- _SUPPLIED RECORDS_:
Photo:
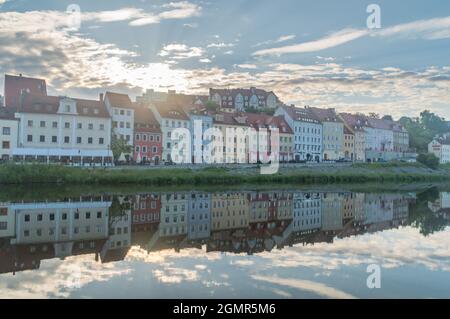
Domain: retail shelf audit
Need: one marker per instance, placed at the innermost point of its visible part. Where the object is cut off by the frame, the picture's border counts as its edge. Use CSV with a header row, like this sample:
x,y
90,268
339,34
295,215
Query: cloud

- _WHAT NEEDS TO BE DONE_: Exactness is what counts here: copy each entry as given and omit its pictures.

- _RESPONSE FOR THIS EXERCISE_:
Photo:
Domain: retail shelf audit
Need: one marker per instance, placed at the innermost point of its visible part. Where the object is cut off by the frame, the picture's border counts as its edge. Use CSV with a header row, like this sample:
x,y
90,268
339,34
295,215
Query: cloud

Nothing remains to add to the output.